━━━━━ Text provided

Wind-driven flames roll over a hill towards homes during the River Fire (Mendocino Complex) near Lakeport, California, U.S., Aug. 2, 2018.
Wind-driven flames roll over a hill towards homes during the River Fire (Mendocino Complex) near Lakeport, California, U.S., Aug. 2, 2018.

A wildfire churning among mountain towns in Mendocino County in California mushroomed into the largest in the state on Friday, threatening 9,200 homes, as fatigued firefighters battled gusting winds fanning multiple other blazes.

The Mendocino Complex Fire grew to 153,738 acres (62,000 hectares) on Friday, about half the size of Los Angeles. It has destroyed 88 structures and forced the evacuation of 14,000 residents, including in the towns of Nice and Lucerne about 93 miles (150 km) north of San Francisco, according to the
California Department of Forestry and Fire Protection (CalFire).

Its size overtook the deadly Carr Fire, about 100 miles (160 km) to the northeast, which is among 18 significant wildfires burning across California and 106 nationwide.

Fanned by erratic winds in fuel-choked, tinder-dry forests and scrub, the California blazes have torched 468,467 acres (189,580 hectares) so far this year, destroyed 1,823 homes and structures, and killed at least eight people.

With the peak of the fire season yet to come, that put California on track for its most destructive fire year in over a decade, in terms of area burned, said Cal Fire Deputy Chief Scott McLean.

"These fires are just unpredictable and extremely dangerous. they've killed, they're killers," said McLean. “It's going to go through you, around you, over you."

Several days of light winds had helped firefighters get a grip on smaller blazes, but they faced a "red flag" warning for increasing winds and heightened fire danger through Saturday.

Firefighters from 16 states have rushed to California, and authorities were reinforcing 3,232 personnel on the Mendocino Complex Fire, which is made up of two blazes. One of them alone, the Ranch Fire, was at 112,226 acres (45,416 hectares).

"I expect to see that Ranch Fire continue to grow, and just surpass on its own the Carr Fire," said McLean.

Stoked by drought-parched vegetation and triple-digit temperatures, the Carr Fire has killed six people, destroyed 1,567 homes and other structures and blackened 131,896 acres (53,376 hectares). It ranks as the sixth most destructive California wildfire on record.

The Carr Fire is 39 percent contained, but firefighters are reinforcing fire breaks to prevent strong, erratic winds from causing it to flare up again this weekend.

━━━━━━━━━━
━━━━━ Given data

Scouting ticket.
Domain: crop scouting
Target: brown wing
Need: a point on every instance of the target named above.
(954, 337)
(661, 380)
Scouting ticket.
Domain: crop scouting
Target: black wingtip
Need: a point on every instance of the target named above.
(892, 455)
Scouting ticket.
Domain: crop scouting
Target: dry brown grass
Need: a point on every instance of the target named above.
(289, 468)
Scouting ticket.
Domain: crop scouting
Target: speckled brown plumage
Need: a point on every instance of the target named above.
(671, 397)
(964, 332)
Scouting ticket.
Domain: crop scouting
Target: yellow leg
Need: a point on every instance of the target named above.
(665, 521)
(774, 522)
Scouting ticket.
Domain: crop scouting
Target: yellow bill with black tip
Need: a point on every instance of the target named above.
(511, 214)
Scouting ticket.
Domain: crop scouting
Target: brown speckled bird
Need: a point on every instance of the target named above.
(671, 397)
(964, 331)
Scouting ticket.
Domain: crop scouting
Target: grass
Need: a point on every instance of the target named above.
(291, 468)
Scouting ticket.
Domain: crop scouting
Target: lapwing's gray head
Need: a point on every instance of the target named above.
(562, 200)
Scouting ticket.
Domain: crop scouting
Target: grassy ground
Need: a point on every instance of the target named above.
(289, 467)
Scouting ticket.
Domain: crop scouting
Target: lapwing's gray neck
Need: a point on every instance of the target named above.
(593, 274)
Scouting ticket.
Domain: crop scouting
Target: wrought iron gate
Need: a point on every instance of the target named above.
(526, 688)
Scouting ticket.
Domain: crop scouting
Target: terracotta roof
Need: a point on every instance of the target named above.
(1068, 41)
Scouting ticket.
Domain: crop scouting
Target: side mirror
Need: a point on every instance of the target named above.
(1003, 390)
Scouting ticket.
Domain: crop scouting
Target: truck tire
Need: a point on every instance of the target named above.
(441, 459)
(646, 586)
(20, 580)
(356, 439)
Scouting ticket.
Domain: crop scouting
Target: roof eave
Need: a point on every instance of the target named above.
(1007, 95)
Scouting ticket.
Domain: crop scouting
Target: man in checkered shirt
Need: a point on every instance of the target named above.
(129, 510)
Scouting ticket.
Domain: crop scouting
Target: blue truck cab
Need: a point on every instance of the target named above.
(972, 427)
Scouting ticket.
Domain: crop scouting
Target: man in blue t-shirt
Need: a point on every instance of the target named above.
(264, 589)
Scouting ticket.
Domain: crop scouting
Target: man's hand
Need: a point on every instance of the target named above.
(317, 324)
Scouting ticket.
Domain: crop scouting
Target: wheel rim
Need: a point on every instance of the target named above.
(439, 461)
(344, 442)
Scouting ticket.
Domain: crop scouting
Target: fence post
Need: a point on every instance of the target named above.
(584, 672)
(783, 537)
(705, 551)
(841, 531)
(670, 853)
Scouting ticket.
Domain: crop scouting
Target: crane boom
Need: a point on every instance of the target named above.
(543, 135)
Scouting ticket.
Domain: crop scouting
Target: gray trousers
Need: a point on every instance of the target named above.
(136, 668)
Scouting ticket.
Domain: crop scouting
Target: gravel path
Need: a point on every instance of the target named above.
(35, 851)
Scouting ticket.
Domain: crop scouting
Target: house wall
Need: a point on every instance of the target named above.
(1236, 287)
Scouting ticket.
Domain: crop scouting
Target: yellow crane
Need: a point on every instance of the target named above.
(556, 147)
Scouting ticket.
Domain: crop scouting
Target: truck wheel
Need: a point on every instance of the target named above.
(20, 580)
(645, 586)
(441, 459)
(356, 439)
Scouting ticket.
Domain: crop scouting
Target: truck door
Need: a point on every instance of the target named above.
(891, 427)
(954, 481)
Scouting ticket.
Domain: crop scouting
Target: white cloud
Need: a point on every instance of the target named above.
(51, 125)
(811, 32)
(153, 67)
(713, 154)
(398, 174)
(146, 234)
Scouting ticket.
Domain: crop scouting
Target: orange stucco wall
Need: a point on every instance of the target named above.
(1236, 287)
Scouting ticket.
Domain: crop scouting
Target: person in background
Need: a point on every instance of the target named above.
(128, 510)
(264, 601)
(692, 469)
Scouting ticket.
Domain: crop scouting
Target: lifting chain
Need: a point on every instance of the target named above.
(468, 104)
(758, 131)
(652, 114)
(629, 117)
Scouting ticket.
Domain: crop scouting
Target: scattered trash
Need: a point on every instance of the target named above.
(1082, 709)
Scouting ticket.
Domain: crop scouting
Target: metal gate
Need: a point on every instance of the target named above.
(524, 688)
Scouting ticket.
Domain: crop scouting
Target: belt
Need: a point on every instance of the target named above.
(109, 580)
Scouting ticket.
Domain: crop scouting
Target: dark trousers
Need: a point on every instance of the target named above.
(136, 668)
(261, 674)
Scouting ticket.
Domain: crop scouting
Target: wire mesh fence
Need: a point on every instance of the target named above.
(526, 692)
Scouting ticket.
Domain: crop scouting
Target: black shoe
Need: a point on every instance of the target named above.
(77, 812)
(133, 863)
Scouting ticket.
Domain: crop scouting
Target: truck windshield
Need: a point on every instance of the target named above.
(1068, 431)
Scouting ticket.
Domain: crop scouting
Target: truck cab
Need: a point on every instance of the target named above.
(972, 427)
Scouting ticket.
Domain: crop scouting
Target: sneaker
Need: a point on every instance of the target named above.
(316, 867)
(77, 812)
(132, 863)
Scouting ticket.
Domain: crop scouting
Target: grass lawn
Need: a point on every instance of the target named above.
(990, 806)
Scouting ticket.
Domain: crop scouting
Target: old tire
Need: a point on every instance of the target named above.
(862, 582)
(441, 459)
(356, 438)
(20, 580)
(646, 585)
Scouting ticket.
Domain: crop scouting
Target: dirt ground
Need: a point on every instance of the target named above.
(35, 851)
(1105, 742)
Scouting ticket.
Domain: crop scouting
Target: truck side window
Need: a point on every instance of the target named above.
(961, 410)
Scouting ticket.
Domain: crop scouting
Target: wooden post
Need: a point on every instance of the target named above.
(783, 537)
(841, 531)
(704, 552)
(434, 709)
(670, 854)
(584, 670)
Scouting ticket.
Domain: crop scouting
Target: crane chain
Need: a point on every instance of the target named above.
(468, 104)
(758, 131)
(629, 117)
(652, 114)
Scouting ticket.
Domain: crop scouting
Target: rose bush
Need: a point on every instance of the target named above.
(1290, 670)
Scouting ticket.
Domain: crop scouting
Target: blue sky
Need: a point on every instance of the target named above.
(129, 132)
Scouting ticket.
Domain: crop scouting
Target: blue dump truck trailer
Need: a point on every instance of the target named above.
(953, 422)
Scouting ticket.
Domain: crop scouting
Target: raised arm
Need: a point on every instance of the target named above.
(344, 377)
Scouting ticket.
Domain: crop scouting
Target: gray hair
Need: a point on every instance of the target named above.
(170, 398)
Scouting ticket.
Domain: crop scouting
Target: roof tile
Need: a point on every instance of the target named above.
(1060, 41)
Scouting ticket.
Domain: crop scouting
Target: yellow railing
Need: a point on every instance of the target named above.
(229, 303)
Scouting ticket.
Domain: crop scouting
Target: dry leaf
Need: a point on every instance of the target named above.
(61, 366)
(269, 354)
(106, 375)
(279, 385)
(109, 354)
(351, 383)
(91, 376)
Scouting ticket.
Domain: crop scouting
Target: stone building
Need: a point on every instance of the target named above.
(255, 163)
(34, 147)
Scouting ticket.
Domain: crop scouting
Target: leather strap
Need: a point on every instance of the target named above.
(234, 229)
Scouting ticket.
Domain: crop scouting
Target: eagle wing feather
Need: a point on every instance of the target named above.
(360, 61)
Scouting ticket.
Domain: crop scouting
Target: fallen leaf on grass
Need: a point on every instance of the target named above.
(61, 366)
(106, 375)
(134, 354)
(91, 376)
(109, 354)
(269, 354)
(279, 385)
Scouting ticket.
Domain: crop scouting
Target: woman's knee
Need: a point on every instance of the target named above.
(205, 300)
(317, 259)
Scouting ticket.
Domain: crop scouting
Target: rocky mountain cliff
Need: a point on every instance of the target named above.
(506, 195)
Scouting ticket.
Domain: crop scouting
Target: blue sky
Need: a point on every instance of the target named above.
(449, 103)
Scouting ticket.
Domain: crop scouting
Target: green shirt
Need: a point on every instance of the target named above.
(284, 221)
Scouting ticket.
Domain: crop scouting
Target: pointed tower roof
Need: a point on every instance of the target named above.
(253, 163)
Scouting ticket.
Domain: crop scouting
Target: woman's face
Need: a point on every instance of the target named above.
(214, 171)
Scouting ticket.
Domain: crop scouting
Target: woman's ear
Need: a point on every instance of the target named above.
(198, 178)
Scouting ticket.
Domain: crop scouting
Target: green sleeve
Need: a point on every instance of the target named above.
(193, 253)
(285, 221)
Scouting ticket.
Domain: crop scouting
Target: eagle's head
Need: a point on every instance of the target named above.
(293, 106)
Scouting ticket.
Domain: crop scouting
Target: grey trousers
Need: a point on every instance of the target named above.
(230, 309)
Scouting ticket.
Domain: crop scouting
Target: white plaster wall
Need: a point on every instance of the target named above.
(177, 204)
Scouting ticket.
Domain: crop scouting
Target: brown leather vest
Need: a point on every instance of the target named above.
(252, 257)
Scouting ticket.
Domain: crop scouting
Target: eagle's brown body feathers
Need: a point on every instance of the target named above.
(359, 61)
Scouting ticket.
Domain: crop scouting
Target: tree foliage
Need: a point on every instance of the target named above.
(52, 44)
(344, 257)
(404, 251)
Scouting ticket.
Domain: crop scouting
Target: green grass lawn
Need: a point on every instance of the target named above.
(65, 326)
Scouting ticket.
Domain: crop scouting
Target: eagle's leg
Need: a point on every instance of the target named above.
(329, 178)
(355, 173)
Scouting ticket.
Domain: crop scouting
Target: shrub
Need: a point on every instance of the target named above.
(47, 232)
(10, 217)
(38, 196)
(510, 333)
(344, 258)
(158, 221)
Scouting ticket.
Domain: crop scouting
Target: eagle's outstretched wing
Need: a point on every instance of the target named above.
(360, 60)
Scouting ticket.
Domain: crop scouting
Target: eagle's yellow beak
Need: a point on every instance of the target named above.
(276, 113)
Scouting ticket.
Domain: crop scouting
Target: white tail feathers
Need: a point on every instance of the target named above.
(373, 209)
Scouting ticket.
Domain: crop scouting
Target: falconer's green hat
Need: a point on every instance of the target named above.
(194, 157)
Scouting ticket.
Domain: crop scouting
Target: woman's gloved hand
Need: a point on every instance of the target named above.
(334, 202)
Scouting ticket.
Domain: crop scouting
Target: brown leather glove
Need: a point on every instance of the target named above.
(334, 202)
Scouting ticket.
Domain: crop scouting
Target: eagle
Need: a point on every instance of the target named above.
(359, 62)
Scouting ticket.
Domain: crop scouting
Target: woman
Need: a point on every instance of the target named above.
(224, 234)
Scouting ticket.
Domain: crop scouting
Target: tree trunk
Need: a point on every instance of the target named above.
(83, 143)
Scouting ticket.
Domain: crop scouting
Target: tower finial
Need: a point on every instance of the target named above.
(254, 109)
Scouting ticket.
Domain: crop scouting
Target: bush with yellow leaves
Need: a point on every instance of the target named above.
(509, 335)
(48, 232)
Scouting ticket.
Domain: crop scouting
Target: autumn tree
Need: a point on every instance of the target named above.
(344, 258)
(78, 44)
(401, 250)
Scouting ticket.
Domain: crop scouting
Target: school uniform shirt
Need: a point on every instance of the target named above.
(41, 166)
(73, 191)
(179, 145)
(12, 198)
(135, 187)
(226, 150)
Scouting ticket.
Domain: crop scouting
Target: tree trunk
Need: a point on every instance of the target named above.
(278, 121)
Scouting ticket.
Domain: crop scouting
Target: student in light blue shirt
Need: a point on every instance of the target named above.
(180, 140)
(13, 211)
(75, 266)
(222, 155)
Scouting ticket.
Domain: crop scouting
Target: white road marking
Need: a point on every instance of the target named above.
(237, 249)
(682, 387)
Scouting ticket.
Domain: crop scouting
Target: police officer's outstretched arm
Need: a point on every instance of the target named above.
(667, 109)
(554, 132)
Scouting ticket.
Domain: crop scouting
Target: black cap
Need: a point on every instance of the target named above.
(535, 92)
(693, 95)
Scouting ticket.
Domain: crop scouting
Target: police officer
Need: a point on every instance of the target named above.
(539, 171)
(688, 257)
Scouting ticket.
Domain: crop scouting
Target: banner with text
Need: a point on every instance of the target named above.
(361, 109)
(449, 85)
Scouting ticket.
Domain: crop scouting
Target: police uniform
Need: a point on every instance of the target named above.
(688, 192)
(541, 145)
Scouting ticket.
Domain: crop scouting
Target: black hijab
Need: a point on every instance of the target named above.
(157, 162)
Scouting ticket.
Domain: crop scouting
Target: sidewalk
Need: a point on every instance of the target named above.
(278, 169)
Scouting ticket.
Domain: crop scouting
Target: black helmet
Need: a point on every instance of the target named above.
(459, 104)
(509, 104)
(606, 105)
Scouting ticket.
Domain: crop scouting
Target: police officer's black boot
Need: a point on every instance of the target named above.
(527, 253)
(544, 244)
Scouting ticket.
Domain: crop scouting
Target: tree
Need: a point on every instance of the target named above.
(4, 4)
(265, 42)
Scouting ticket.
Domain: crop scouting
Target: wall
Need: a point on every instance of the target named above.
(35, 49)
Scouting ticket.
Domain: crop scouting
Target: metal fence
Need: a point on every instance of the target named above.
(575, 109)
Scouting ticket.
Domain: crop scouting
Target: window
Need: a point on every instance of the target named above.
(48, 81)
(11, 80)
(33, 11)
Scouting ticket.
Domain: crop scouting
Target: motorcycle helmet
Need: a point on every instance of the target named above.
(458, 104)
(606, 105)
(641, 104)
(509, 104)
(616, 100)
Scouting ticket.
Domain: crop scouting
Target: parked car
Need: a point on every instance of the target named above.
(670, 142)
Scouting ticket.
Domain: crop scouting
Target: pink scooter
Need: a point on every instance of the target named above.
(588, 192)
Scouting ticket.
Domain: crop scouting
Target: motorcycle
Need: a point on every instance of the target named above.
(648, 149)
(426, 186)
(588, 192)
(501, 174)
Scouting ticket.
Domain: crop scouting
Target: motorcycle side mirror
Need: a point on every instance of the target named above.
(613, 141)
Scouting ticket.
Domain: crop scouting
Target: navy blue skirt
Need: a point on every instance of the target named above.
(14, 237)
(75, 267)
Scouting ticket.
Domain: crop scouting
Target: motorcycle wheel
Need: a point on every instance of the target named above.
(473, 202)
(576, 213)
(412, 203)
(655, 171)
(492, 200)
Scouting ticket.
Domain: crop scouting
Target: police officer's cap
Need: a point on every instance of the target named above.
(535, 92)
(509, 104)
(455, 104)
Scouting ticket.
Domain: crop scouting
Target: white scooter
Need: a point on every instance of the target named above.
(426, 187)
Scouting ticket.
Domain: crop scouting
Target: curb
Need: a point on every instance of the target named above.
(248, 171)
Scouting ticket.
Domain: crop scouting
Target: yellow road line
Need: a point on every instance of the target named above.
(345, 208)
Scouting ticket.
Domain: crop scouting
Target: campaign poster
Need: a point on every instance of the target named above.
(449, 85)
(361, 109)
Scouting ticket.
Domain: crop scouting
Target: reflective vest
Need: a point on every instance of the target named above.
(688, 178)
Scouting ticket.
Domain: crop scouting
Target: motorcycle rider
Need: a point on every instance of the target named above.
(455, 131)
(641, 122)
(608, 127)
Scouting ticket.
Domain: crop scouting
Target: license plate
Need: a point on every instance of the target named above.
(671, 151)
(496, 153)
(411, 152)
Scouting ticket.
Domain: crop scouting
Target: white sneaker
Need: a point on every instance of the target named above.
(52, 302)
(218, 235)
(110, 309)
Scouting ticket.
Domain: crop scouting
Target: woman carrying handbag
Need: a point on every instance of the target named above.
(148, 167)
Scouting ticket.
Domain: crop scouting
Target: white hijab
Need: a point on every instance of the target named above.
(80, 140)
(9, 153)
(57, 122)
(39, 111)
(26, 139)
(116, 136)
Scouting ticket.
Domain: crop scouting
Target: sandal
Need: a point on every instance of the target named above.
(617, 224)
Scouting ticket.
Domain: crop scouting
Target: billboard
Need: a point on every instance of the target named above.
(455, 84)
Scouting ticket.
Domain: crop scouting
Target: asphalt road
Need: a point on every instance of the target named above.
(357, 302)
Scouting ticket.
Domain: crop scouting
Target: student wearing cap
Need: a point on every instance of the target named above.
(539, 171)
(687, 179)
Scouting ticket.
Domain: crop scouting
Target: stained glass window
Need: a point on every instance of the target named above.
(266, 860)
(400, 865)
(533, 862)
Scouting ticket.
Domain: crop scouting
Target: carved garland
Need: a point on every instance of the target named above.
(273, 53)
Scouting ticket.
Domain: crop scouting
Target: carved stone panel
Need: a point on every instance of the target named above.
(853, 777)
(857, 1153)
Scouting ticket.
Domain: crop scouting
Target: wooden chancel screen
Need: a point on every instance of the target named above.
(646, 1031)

━━━━━━━━━━

→ What this exercise asks
1. Print the passage from the wildfire article starting with "Its size overtook" and going on through "least eight people.".
2. According to the wildfire article, how many homes was the Mendocino Complex Fire threatening on Friday?
The records have no connection to the text about the California wildfires.

→ Expected answers
1.
Its size overtook the deadly Carr Fire, about 100 miles (160 km) to the northeast, which is among 18 significant wildfires burning across California and 106 nationwide.

Fanned by erratic winds in fuel-choked, tinder-dry forests and scrub, the California blazes have torched 468,467 acres (189,580 hectares) so far this year, destroyed 1,823 homes and structures, and killed at least eight people.

2. It was threatening 9,200 homes.